Je suis en train de lire un bouquin dont les premières pages me captivent, à propos de cette manie compulsive qui consiste à amasser, entasser, empiler chez soi toutes sortes de choses, et à vivre ainsi dans des appartements que ces possessions rétrécissent en couloirs exigus et labyrinthiques.
Le bouquin en question, « Stuff », que j’ai acheté cet après-midi pour 7$ dans la grande librairie The Strand, NYC, où je suis arrivé vendredi comme tu t’en es peut-être aperçu, porte sur sa couverture le sous-titre suivant : « Compulsive hoarding and the meaning of things » ; c’est là que mon esprit bifurque (là aussi tu t’en doutes que j’ai pris le livre pour l’acheter, l’emmener avec moi et, un jour, le mettre dans ma bibliothèque.) J’ai dans ma tête un certain nombre de pensées, et je, moi, sais, quelles sont les miennes et quelles sont celles par moi invitées, et par d’autres, forcées en moi, que mes faiblesses ont laissé passer, ou dont la transmigration à l’intérieur de mon karma mental n’est pas encore parvenu à ce point de libération où, miennes ou pas miennes, mes pensées sont à l’axe de la balance ce que je suis dans mes meilleurs jours à ma colonne vertébrale : un poids intégralement interprété comme force de gravité.
Je marche dans la rue certes mais aussi bien je suis marché dans la rue et, au stade suivant de ce développement qui ne s’exerce qu’en subsumant ses stades précédents, c’est la rue qui me marche et les gens que je croise et telle petite trace de peinture sur le chambranle d’une porte qui, si tu me passes pour l’heure cette expression à défaut d’une plus précise, « désirait » d’être perçue. Le sens des choses commence là. Avant, il n’y a qu’un sens utilitaire aux choses, et leurs valeurs, telles que typiquement définies par Marx, mais en elles-mêmes les choses n’ont pas de sens. Elles n’en auraient donc que pour nous, voilà qui est très flatteur ! Mais revenons en-deçà de ce déplacement, et même encore d’un cran : car la question qui se pose est bien de savoir à quel moment une chose devient « une chose ». Et je repensais à ton étude de la décapitation dans l’art, avec ces figures incroyables que tu me montrais et qui nombreuses m’exprimaient une volupté franchement suspecte. Hier, je terminais « Les onze mille verges » d’Apollinaire, un vrai charnier, et je suis frappé à présent par un épisode similaire par sa volupté à celui de la chute du couperet : le prince Vibescu y jouit d’une femme à l’instant même où celle-ci trépasse. Il y a dans une nouvelle d’Anaïs Nin un tableau du même accabit : une femme, le corps comprimé au milieu d’une foule venue assister à une pendaison publique, se fait enculer par un homme, assaut contre lequel elle ne se débat guère, et elle jouit, bien sûr, au moment où le vide s’ouvre sous les pieds du condamné. L’excitation dissipée, la décharge accomplie, vit et con retombent en état d’objet au regard de l’autre, tandis qu’au cours de la copulation il y avait participation active de soi au corps signifiant de l’autre et vice versa. L’éros, ou pour ne pas s’enticher de mots grecs, le désir, serait donc le véhicule (sans doute pas le seul) de cette transmutation ; et clairement aussi il n’en est pas la fin.

[Données affichées]
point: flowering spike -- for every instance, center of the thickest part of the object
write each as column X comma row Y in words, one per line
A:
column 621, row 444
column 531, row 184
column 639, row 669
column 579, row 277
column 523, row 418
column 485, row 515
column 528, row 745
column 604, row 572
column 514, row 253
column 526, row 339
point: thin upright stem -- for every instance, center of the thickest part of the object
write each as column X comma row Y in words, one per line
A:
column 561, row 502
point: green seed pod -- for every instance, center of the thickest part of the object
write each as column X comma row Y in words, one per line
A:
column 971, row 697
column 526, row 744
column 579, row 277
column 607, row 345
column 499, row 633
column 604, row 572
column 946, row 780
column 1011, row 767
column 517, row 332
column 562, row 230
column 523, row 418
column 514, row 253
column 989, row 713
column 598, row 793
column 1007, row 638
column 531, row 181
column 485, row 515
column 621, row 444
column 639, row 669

[Consignes]
[a] Répondez à ces questions sur le texte consacré à l'accumulation compulsive :
(i) Pour quel prix le livre « Stuff » a-t-il été acheté ?
(ii) Quel sous-titre figure sur la couverture de ce livre ?
(iii) Qui, d'après le texte, a défini de façon typique les valeurs des choses ?
[b] Recopiez fidèlement le passage du texte sur l'accumulation compulsive qui va de « Je suis en train » jusqu'à « exigus et labyrinthiques. » inclus.
Ces entrées ne sont pas nécessaires ici.

[Réponses]
[a]
(i) 7$
(ii) « Compulsive hoarding and the meaning of things »
(iii) Marx

[b]
Je suis en train de lire un bouquin dont les premières pages me captivent, à propos de cette manie compulsive qui consiste à amasser, entasser, empiler chez soi toutes sortes de choses, et à vivre ainsi dans des appartements que ces possessions rétrécissent en couloirs exigus et labyrinthiques.